SELECTED EXCERPT:
BEGIN

Evaluating the Effectiveness of the Foundational Models for Q&A Classification in Mental Health care

TL;DR

This study evaluates the effectiveness of foundational models for classification of Questions and Answers (Q&A) in the domain of mental health care and concludes that PLMs and prompt-based approaches hold promise for mental health support in Arabic.

Abstract

Pre-trained Language Models (PLMs) have the potential to transform mental health support by providing accessible and culturally sensitive resources. However, despite this potential, their effectiveness in mental health care and specifically for the Arabic language has not been extensively explored. To bridge this gap, this study evaluates the effectiveness of foundational models for classification of Questions and Answers (Q&A) in the domain of mental health care. We leverage the MentalQA dataset, an Arabic collection featuring Q&A interactions related to mental health. In this study, we conducted experiments using four different types of learning approaches: traditional feature extraction, PLMs as feature extractors, Fine-tuning PLMs and prompting large language models (GPT-3.5 and GPT-4) in zero-shot and few-shot learning settings. While traditional feature extractors combined with Support Vector Machines (SVM) showed promising performance, PLMs exhibited even better results due to their ability to capture semantic meaning. For example, MARBERT achieved the highest performance with a Jaccard Score of 0.80 for question classification and a Jaccard Score of 0.86 for answer classification. We further conducted an in-depth analysis including examining the effects of fine-tuning versus non-fine-tuning, the impact of varying data size, and conducting error analysis. Our analysis demonstrates that fine-tuning proved to be beneficial for enhancing the performance of PLMs, and the size of the training data played a crucial role in achieving high performance. We also explored prompting, where few-shot learning with GPT-3.5 yielded promising results. There was an improvement of 12% for question and classification and 45% for answer classification. Based on our findings, it can be concluded that PLMs and prompt-based approaches hold promise for mental health support in Arabic.

END

INPUT DATA:
BEGIN

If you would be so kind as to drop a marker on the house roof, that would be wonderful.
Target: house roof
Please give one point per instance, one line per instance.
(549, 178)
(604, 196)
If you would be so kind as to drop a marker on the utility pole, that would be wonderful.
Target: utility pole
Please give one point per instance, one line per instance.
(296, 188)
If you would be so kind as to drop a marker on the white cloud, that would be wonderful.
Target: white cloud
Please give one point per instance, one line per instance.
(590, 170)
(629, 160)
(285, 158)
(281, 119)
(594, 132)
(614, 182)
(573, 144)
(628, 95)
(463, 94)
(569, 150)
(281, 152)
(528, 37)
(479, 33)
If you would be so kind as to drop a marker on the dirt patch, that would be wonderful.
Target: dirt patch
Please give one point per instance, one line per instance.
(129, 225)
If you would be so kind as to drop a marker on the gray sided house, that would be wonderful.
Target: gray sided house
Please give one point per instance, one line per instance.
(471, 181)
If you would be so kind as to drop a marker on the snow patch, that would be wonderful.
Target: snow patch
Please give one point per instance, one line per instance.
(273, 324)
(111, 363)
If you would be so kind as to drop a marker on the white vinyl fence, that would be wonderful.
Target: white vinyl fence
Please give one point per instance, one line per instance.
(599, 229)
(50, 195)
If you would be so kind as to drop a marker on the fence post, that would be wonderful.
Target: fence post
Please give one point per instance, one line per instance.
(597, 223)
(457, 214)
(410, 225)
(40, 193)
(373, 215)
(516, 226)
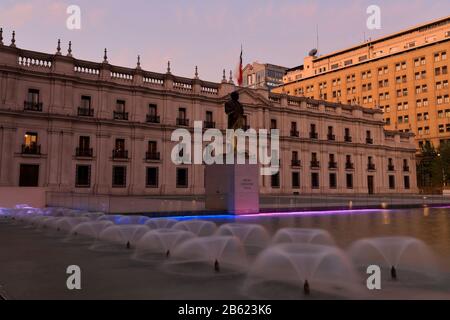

END

YOUR TASKS:
A. In the mental health Q&A study summary, which model performed best, and what were its Jaccard Scores?
B. Carry on the mental health Q&A study summary, picking up after its last sentence.
You can ignore the data.

ANSWERS FOR THIS EXERCISE:
A. MARBERT, with a Jaccard Score of 0.80 for question classification and 0.86 for answer classification.

B.
Paper Structure (23 sections, 1 equation, 5 figures, 4 tables)

This paper contains 23 sections, 1 equation, 5 figures, 4 tables.

Figures (5)

  • Figure 1: Example of two annotated Q&A posts in MentalQA dataset, with each Q&A post translated into English for better readability. The first row represents the questions, while the second row represents the corresponding answers. Additionally, the categories for each question and answer are included.
  • Figure 2: An overview of our experimental design. Specifically, it outlines the process by which the input is conveyed to the design of the learning approach, wherein the resulting outputs of various approaches are linked to the desired task outcome, namely, a multi-label classification of Q/A types.
  • Figure 3: Illustrating the impact of fine-tuning PLMs compared to not fine-tuning them. The x-axis of the plot represents the metrics employed in the paper, while the y-axis represents the corresponding model scores. Additionally, the color bars within the plot indicate with fine-tuning (w/ FT) vs without fine-tuning (w/o FT).
  • Figure 4: Both plots depict the impact of few-shot learning on model performance.
  • Figure 5: Both plots depict the impact of data size on model performance. The x-axis in the plot indicates the number of samples utilized for training, while the y-axis corresponds to the score of each metric.